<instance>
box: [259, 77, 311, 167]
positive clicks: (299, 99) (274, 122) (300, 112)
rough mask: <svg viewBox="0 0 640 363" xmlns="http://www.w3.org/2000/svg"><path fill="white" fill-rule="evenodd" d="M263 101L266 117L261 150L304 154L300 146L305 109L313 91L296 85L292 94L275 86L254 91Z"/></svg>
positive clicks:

## What you should do
Reproduce the material above verbatim, line for line, with no changes.

## Result for this exercise
<instance>
box: [259, 77, 311, 167]
positive clicks: (299, 99) (274, 122) (300, 112)
rough mask: <svg viewBox="0 0 640 363" xmlns="http://www.w3.org/2000/svg"><path fill="white" fill-rule="evenodd" d="M263 101L266 117L261 150L304 154L300 146L305 109L313 91L296 85L292 94L275 86L254 91Z"/></svg>
positive clicks:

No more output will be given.